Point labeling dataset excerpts
####

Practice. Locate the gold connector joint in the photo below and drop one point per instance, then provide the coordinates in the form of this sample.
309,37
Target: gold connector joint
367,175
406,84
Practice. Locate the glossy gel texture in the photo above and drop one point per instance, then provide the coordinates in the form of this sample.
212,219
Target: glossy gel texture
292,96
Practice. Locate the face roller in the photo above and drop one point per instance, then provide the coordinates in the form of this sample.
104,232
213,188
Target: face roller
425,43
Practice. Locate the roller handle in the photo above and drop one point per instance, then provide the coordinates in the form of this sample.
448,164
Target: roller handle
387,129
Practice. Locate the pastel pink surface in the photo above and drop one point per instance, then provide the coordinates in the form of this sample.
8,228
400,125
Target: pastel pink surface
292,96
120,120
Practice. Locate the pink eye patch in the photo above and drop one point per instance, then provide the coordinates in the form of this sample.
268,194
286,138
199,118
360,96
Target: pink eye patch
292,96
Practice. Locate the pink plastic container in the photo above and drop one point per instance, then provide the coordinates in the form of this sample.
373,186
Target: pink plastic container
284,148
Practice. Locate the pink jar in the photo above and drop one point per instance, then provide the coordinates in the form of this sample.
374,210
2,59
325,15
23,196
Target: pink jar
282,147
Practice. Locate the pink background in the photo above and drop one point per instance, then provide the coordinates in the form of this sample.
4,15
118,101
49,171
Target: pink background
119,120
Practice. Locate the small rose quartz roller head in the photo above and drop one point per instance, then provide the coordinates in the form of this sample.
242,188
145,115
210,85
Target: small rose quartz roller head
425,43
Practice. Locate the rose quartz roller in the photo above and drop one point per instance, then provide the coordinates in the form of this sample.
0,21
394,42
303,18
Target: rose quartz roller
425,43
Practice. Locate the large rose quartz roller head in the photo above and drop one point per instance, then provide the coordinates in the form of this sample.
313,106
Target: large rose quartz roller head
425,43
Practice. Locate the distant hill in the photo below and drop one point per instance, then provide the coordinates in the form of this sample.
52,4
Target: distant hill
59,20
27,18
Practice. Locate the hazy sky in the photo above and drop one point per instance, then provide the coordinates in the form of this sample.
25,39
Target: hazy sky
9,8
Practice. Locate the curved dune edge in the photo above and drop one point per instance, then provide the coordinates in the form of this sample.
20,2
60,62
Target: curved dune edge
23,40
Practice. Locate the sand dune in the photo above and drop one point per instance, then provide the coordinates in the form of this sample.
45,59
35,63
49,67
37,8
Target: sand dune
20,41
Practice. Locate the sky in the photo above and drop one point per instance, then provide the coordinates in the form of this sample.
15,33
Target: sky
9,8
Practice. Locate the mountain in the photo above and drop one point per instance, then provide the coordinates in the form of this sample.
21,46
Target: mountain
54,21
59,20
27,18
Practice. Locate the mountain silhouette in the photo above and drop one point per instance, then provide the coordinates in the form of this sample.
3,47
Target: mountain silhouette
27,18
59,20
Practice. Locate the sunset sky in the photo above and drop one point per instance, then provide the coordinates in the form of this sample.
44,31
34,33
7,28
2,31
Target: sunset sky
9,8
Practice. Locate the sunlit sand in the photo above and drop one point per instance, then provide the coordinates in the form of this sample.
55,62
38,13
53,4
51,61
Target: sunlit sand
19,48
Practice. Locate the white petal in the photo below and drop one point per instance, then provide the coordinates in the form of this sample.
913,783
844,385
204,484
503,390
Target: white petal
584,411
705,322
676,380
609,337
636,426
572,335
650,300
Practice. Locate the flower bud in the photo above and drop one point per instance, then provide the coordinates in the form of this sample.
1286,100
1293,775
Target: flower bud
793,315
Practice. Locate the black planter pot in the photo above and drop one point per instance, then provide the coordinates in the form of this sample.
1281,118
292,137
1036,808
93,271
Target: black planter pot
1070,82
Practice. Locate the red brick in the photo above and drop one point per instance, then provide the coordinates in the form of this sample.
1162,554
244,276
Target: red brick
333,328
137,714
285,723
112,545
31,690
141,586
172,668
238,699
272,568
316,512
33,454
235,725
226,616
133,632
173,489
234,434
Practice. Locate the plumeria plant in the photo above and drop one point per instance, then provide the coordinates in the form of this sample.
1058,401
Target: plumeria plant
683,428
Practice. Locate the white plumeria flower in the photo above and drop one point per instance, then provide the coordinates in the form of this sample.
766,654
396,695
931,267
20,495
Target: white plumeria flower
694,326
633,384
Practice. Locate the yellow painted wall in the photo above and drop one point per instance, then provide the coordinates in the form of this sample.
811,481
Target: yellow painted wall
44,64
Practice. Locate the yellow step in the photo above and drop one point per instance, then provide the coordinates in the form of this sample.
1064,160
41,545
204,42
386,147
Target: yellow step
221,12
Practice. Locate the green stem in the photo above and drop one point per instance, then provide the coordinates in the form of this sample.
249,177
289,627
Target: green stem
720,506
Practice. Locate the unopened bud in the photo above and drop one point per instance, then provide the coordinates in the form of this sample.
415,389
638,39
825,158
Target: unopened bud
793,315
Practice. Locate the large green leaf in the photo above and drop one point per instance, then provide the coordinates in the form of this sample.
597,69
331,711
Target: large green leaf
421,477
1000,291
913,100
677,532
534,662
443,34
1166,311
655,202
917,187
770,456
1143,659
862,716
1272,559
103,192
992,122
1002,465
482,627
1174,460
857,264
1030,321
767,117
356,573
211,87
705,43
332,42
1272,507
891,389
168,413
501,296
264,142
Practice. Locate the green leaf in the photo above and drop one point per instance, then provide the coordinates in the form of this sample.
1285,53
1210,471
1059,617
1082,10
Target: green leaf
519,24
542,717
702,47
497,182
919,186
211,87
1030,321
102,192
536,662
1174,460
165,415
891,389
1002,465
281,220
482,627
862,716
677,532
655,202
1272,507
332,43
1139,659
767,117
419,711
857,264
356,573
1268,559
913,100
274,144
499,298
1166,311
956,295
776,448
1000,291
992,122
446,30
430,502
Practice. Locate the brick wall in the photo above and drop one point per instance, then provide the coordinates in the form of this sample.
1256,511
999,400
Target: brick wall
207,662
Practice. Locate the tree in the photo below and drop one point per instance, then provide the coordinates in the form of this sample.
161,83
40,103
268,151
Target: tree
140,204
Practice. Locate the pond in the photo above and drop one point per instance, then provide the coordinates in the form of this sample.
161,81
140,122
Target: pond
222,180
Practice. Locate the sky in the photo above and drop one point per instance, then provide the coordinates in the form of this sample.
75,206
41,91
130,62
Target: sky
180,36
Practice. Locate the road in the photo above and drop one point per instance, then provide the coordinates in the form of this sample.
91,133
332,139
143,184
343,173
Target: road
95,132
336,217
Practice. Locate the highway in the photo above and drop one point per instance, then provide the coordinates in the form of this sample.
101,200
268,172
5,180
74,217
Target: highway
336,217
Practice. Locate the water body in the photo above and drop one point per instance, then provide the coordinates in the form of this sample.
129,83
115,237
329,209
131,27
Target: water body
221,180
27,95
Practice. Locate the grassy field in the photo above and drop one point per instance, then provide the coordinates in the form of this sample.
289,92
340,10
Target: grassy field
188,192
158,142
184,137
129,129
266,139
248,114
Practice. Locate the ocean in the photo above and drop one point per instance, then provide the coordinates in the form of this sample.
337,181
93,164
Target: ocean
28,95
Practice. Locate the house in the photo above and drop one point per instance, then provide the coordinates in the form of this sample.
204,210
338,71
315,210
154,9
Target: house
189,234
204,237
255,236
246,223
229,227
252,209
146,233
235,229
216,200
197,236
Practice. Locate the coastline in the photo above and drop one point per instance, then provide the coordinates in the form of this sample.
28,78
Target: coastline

####

Instructions for the task:
All of the entries should be written out again exactly.

The response:
Practice. Locate the gold connector joint in the photo below and drop one point per instance, then provide the coordinates in the form of this sample.
309,37
Target: gold connector joint
367,175
406,84
Practice. Locate the glossy gel texture in the photo above and drop one point per instance, then provide the coordinates in the form of this sample.
212,219
Target: glossy gel texture
292,96
Practice. Locate the face roller in the photo above and drop one point per instance, then provide the coordinates in the form of this sample.
104,232
213,188
Target: face roller
425,43
Practice. Locate the roller handle in the photo above and drop one point per instance, then provide the coordinates in the form of this sample.
448,164
Target: roller handle
387,129
Practice. Locate the pastel pink surface in the photo above and drop one point per instance, then provide the coordinates in the form of this sample.
8,228
400,125
Target: pastel pink surface
292,96
120,120
Practice. Locate the pink eye patch in the photo above and drop one point per instance, then provide the coordinates in the form of this sample.
268,194
286,138
199,118
360,96
Target: pink eye patch
292,96
Practice. Locate the pink plastic container in the photo above and drop one point per instance, then provide the coordinates in the form of this sample.
373,186
Target: pink plastic container
284,148
Practice. Locate the pink jar in the photo above and drop one point per instance, then provide the coordinates in the form of this sample.
374,210
2,59
325,15
23,196
Target: pink jar
282,147
Practice. Locate the pink background in the photo above and drop one point per instance, then provide the coordinates in the form of this sample.
4,15
118,101
49,171
Target: pink background
119,120
Practice. Locate the small rose quartz roller head in the photo above and drop one point per instance, then provide the coordinates in the form of this sample.
242,188
145,115
210,85
Target: small rose quartz roller head
425,43
Practice. Locate the rose quartz roller in the photo above and drop one point per instance, then provide the coordinates in the form of this sample.
0,21
394,42
303,18
Target: rose quartz roller
425,43
Practice. Locate the large rose quartz roller head in the photo above and drop one point per instance, then provide the coordinates in the form of this sample.
313,106
Target: large rose quartz roller head
425,43
Practice. Locate the distant hill in the photo below and drop one point per instance, then provide the coordinates in the form of this sample.
52,4
Target: distant hill
59,20
27,18
Practice. Locate the hazy sky in the photo above and drop one point per instance, then provide the coordinates in the form of this sample.
25,39
Target: hazy sky
9,8
Practice. Locate the curved dune edge in the photo above and drop one point per instance, then provide the coordinates in the form of this sample.
20,2
60,62
Target: curved dune edge
23,40
Practice. Locate the sand dune in the photo above and drop one point per instance, then provide the coordinates in the form of this sample.
45,59
35,63
49,67
37,8
Target: sand dune
20,41
Practice. Locate the sky in the photo above and drop one point per instance, then provide the coordinates in the form of this sample.
15,33
Target: sky
9,8
Practice. Locate the mountain in the photo above and drop one point per instance, then provide the coordinates in the form of this sample.
21,46
Target: mountain
54,21
59,20
27,18
Practice. Locate the mountain silhouette in the photo above and drop one point per instance, then provide the coordinates in the form of this sample.
3,47
Target: mountain silhouette
27,18
59,20
Practice. Locate the sunset sky in the photo above and drop one point per instance, then provide the coordinates in the form of this sample.
44,31
34,33
7,28
2,31
Target: sunset sky
9,8
Practice. Locate the sunlit sand in the photo above and drop one point per instance, then provide the coordinates in the form of this sample.
55,62
38,13
53,4
51,61
Target: sunlit sand
19,48
Practice. Locate the white petal in the photo below and drop one point per instance, then provide the coordinates in the form of this sample.
913,783
844,385
204,484
503,390
Target: white petal
584,411
705,322
676,380
609,337
636,426
572,335
650,300
Practice. Locate the flower bud in the photo above and drop one point per instance, then provide the coordinates in the form of this sample.
1286,100
1293,775
Target: flower bud
793,315
Practice. Locate the black planter pot in the photo above and drop one point per instance, then provide the coordinates in the form of this sample.
1281,118
292,137
1036,808
93,271
Target: black planter pot
1070,82
Practice. Locate the red brick in the photo above and drop one point per instance, then provide the coordinates in the form of this sample.
1162,554
244,276
Target: red brick
333,328
137,714
285,723
112,545
31,690
141,586
172,668
238,699
272,568
316,512
33,454
235,725
226,616
133,632
173,489
234,434
Practice. Locate the plumeria plant in the photo above and drop one point per instance, then provide the coordinates in the form of this sample.
1058,401
Target: plumeria plant
683,428
Practice. Locate the white plumeria flower in the photo above and drop one point per instance, then provide the coordinates in the form of this sample.
766,654
396,695
931,267
20,495
Target: white plumeria flower
694,326
633,384
Practice. Locate the yellow painted wall in the photo above and drop one point per instance, then provide the coordinates in the form of this sample.
811,481
Target: yellow painted wall
44,64
Practice. Locate the yellow step in the photo above and drop one point per instance, then provide the coordinates in the form of this sample.
1064,160
41,545
204,42
386,147
Target: yellow step
221,12
Practice. Locate the green stem in the photo above and drop one point per instance, then provide the coordinates in the form of this sample.
249,177
289,627
Target: green stem
720,506
Practice. Locate the unopened bud in the photo above and drop one point per instance, then provide the coordinates in the form of this sample.
415,389
638,39
825,158
Target: unopened bud
793,315
Practice. Locate the large green leaf in the photo above and drop one point per instance, then provide the coordinates in the form of this sample.
597,69
331,711
Target: large green leaf
421,477
1000,291
913,100
677,532
534,662
443,34
1166,311
655,202
917,187
770,456
1143,659
862,716
1272,559
103,192
992,122
1002,465
482,627
1174,460
857,264
1030,321
767,117
356,573
211,87
705,43
332,42
1272,507
891,389
168,413
501,296
264,142
Practice. Locate the green leaf in the photo above and drop one point per instance, then provide the coordinates in the form of this sample.
1285,53
1210,471
1059,617
1082,10
Target: green leaf
519,24
542,717
702,47
497,182
919,186
211,87
1030,321
102,192
536,662
1174,460
165,415
891,389
1002,465
281,220
482,627
862,716
677,532
655,202
1272,507
332,43
1139,659
767,117
419,711
857,264
356,573
1268,559
913,100
274,144
499,298
1166,311
956,295
776,448
1000,291
992,122
446,30
430,502
Practice. Locate the brick wall in the photo above and drop one point per instance, then provide the coordinates in the form of this sample.
1256,511
999,400
Target: brick wall
207,662
Practice. Locate the tree in the photo below and drop one point per instance, then provide the coordinates in the form of this sample.
161,83
40,103
268,151
Target: tree
140,204
Practice. Locate the pond in the photo above and drop one point per instance, then provide the coordinates in the form of this sample.
161,81
140,122
Target: pond
222,180
Practice. Locate the sky in the photo above and drop one point per instance, then provide the coordinates in the form of this sample.
75,206
41,91
130,62
Target: sky
180,36
Practice. Locate the road in the photo above and drop one point per instance, then provide the coordinates in the form of this sample.
91,133
332,139
143,184
343,173
Target: road
95,132
336,217
Practice. Locate the highway in the photo above and drop one point per instance, then provide the coordinates in the form of this sample.
101,200
268,172
5,180
74,217
Target: highway
336,217
Practice. Locate the water body in the photo above and drop one point per instance, then provide the coordinates in the form of this sample.
129,83
115,237
329,209
131,27
Target: water body
221,180
27,95
Practice. Locate the grassy field in the photo above and drop one point per instance, then provide the coordinates in the form of this sample.
289,92
340,10
Target: grassy field
188,192
158,142
184,137
129,129
266,139
248,114
Practice. Locate the ocean in the photo above and drop one point per instance, then provide the coordinates in the form of this sample.
337,181
93,164
Target: ocean
28,95
Practice. Locate the house in the photo above and drop one point per instance, then provide the coordinates in the form of this sample.
204,210
338,71
315,210
154,9
Target: house
189,234
204,237
255,236
246,223
229,227
252,209
146,233
235,229
216,200
197,236
Practice. Locate the coastline in the photo above and drop one point per instance, then provide the coordinates in the form of this sample.
28,78
Target: coastline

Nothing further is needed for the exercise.